GIVEN INFORMATION
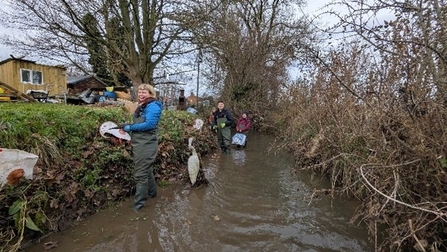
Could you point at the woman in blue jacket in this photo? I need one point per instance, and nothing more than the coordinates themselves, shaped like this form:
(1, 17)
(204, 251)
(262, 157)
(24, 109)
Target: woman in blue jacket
(144, 133)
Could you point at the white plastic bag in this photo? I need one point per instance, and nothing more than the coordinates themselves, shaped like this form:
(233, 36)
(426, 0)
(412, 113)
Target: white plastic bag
(107, 127)
(12, 159)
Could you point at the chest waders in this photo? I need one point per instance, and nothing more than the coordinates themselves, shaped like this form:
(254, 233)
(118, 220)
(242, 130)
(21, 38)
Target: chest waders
(241, 126)
(223, 135)
(144, 148)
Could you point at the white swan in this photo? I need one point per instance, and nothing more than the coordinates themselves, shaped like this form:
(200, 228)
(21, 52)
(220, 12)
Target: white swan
(193, 163)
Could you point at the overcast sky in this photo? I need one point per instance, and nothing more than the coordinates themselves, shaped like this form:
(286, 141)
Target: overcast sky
(312, 7)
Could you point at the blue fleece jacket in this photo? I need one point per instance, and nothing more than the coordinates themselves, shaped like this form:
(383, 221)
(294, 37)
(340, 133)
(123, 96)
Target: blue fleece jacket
(151, 114)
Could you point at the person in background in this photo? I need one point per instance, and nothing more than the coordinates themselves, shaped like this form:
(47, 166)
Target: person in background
(243, 125)
(211, 117)
(144, 133)
(223, 119)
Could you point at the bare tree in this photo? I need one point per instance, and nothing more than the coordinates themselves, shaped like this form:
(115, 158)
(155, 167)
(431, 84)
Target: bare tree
(252, 43)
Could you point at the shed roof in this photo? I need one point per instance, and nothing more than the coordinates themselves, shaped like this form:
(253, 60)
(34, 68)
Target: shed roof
(73, 80)
(27, 61)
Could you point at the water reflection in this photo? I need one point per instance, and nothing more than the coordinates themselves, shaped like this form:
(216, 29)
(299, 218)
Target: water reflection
(239, 157)
(253, 203)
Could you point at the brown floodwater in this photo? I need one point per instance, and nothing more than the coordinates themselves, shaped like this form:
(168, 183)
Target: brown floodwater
(253, 203)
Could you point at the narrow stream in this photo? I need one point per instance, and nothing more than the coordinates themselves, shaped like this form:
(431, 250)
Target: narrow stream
(253, 203)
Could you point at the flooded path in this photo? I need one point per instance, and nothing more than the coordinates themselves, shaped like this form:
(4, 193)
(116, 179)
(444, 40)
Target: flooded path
(253, 203)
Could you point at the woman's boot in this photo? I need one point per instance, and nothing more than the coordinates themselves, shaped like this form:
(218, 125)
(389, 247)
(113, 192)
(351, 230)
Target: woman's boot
(140, 197)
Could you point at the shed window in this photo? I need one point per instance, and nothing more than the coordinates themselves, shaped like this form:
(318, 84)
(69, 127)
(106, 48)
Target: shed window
(31, 76)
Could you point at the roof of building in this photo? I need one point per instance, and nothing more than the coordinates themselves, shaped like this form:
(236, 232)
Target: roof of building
(73, 80)
(28, 61)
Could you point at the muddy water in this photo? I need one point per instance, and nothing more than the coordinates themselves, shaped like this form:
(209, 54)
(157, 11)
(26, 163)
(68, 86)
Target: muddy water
(253, 203)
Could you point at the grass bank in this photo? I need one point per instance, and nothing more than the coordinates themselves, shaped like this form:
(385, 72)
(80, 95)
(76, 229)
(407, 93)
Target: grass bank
(79, 171)
(388, 155)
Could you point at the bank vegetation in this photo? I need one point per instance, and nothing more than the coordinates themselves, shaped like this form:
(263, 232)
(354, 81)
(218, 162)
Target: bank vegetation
(79, 172)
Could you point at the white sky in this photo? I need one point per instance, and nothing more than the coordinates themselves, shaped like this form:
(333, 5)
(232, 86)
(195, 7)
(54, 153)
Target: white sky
(313, 5)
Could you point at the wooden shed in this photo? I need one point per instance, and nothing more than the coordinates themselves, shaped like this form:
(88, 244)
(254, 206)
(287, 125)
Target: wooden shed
(78, 84)
(24, 75)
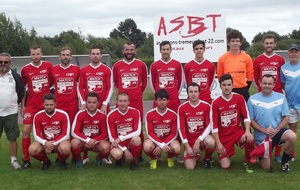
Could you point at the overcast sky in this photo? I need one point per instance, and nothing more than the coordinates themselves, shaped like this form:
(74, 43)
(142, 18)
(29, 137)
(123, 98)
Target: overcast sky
(99, 18)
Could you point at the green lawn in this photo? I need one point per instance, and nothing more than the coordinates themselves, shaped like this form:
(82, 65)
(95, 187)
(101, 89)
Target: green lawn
(108, 177)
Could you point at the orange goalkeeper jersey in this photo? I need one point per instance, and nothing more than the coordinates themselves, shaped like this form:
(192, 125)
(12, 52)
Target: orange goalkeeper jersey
(240, 67)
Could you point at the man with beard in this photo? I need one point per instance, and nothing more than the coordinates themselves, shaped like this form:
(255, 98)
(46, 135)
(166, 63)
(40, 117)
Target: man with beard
(161, 127)
(37, 76)
(290, 79)
(226, 113)
(167, 74)
(65, 77)
(89, 132)
(130, 75)
(96, 77)
(237, 63)
(273, 106)
(51, 131)
(12, 92)
(269, 63)
(200, 71)
(194, 128)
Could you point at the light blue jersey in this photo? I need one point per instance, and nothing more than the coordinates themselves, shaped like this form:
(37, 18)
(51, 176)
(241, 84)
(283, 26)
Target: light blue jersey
(267, 110)
(290, 76)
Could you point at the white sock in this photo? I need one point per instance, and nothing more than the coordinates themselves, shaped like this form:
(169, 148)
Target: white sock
(13, 158)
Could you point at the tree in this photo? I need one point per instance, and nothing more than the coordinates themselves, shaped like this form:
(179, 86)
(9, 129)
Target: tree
(128, 30)
(147, 49)
(111, 46)
(245, 44)
(13, 38)
(74, 40)
(258, 37)
(295, 34)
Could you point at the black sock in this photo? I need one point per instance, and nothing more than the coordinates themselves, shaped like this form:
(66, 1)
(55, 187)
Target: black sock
(285, 158)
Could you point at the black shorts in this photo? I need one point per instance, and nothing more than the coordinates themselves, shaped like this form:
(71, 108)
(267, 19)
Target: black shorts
(10, 124)
(242, 91)
(276, 140)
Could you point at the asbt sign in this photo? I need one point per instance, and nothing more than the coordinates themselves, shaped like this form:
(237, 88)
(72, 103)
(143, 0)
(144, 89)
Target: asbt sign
(183, 30)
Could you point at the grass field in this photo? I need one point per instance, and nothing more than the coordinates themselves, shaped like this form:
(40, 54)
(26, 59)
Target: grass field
(108, 177)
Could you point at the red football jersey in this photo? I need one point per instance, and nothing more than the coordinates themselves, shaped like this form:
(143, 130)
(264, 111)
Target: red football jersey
(87, 126)
(193, 121)
(123, 125)
(96, 79)
(130, 77)
(54, 127)
(203, 74)
(38, 81)
(167, 75)
(65, 83)
(264, 64)
(227, 114)
(161, 128)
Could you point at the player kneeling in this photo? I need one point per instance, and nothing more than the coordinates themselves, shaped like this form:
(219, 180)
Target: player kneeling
(89, 132)
(51, 128)
(161, 127)
(194, 128)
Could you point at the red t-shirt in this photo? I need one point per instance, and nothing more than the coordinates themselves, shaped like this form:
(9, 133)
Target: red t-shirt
(161, 128)
(38, 81)
(65, 83)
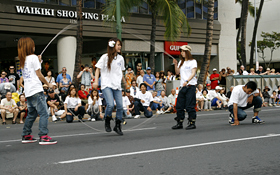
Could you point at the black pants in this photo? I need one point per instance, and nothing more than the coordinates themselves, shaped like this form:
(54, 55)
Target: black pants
(80, 112)
(186, 100)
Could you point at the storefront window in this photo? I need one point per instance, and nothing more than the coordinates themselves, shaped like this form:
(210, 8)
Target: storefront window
(65, 2)
(89, 3)
(190, 9)
(100, 4)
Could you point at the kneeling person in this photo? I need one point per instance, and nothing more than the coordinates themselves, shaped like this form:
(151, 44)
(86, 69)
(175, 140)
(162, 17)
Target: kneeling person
(142, 102)
(244, 97)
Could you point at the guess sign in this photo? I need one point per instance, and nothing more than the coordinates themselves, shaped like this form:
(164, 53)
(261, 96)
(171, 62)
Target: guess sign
(172, 48)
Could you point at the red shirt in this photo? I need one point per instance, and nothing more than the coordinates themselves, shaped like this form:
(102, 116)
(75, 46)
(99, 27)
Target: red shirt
(214, 83)
(82, 95)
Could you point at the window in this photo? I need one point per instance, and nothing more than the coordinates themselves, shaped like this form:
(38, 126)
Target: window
(65, 2)
(190, 9)
(89, 3)
(100, 4)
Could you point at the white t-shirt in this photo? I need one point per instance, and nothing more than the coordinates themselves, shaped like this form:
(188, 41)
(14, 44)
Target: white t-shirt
(9, 104)
(139, 80)
(32, 84)
(186, 71)
(72, 102)
(97, 102)
(239, 96)
(112, 78)
(126, 102)
(147, 97)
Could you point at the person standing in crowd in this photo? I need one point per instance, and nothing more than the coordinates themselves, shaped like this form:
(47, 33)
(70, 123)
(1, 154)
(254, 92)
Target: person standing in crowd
(150, 80)
(222, 78)
(60, 77)
(133, 89)
(87, 76)
(140, 78)
(143, 101)
(13, 77)
(73, 106)
(3, 78)
(243, 70)
(260, 71)
(159, 84)
(186, 99)
(8, 106)
(111, 67)
(242, 98)
(36, 103)
(214, 78)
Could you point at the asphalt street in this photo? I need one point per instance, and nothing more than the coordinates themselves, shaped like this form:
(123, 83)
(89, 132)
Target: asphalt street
(149, 146)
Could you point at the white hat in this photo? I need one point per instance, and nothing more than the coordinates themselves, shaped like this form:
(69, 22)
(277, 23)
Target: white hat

YOUR ASSIGNMENT
Would you print, exactly as written, every line above from the one holding "Could you point at the tree" through the one holding "Could you point at the grass field", with both included and no other lines?

THE COMPLETED TASK
Could you point at the tree in this photo? I need one point per instance, and nothing more than the coordinates themselves, shaped like this form:
(179, 86)
(9, 129)
Target: tree
(128, 30)
(147, 49)
(111, 46)
(245, 44)
(13, 38)
(74, 40)
(258, 37)
(295, 34)
Could you point at the black sock in this photo? I need one point per instance, and nothing more than the coordinates themselves, shaped like this form:
(66, 1)
(55, 187)
Target: black sock
(285, 158)
Could you point at the black shorts in this photo? I need one point per instance, and nothing more than the coordinates themselves, shaped like this form:
(71, 108)
(267, 19)
Target: black shorts
(10, 124)
(242, 91)
(276, 140)
Could you point at the asbt sign in this photo? I need one point per instance, and nothing more than the coordinates themselves, shaped like this form:
(237, 88)
(72, 103)
(143, 0)
(144, 89)
Target: asbt sign
(183, 30)
Could you point at the grass field in this photo? I need one point per instance, and nothing more than the coordinates themselves, shaped like this form:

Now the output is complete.